#### [Source excerpt]

An illustration picture shows the log-on screen for the website Facebook in Munich
An illustration picture shows the log-on screen for the website Facebook in Munich

VIENNA (Reuters) - Social media network Facebook has promised to release more information about the data it collects from millions of users, an Austrian group lobbying for respect of privacy laws said on Tuesday.

Facebook had agreed in December to overhaul privacy protection for more than half a billion users outside North America after a three-month Irish investigation found that its privacy policies were overly complex and lacked transparency.

At a six-hour meeting in Vienna on Monday with the europe-v-facebook.org group, Facebook officials pledged more openness, a spokesman for the activists told reporters.

"We have a fixed commitment that we will finally know what Facebook stores in the background, that means a list of all categories of data that are clicked on by users," Max Schrems said.

The group led by Schrems, a law student in Vienna, has filed 22 complaints against Facebook that centre on allegations the network gathers personal data that users had not authorized or thought they had deleted.

They have become the foremost European critics of Facebook privacy standards.

A Facebook spokeswoman declined to comment on Schrem's specific points, but released a statement citing "a very constructive meeting" with him and a colleague.

"Facebook is committed to resolving the complaints it has received through the Office of the Irish Data Protection Commissioner and this meeting is a helpful part of that process," it said.

It had already started an "extensive program of privacy improvements," it added.

Facebook unveiled plans last week for the biggest-ever Internet IPO, expected to value the company at up to $100 billion.

But tougher privacy regulation is a key risk for the world's most popular social network, which made $3.71 billion in revenue last year from advertising aimed at its 845 million users.

U.S. regulators are already cracking down on Web giants they view as compromising user privacy to attract advertisers.

#### [Instruction 1]
According to the Facebook privacy article, how many complaints has the group led by Schrems filed against Facebook?
#### [Instruction 2]
From the Facebook privacy article, return the stretch from "Facebook had agreed" through "Facebook privacy standards.".
The records below are not required for this work.

[Source records]
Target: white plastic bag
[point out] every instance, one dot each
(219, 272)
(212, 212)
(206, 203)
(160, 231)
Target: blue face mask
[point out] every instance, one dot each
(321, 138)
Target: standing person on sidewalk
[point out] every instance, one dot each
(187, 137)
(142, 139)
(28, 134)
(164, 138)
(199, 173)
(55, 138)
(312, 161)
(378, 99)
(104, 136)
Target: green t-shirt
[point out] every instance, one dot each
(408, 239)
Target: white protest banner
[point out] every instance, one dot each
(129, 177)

#### [Task response 1]
22 complaints.

#### [Task response 2]
Facebook had agreed in December to overhaul privacy protection for more than half a billion users outside North America after a three-month Irish investigation found that its privacy policies were overly complex and lacked transparency.

At a six-hour meeting in Vienna on Monday with the europe-v-facebook.org group, Facebook officials pledged more openness, a spokesman for the activists told reporters.

"We have a fixed commitment that we will finally know what Facebook stores in the background, that means a list of all categories of data that are clicked on by users," Max Schrems said.

The group led by Schrems, a law student in Vienna, has filed 22 complaints against Facebook that centre on allegations the network gathers personal data that users had not authorized or thought they had deleted.

They have become the foremost European critics of Facebook privacy standards.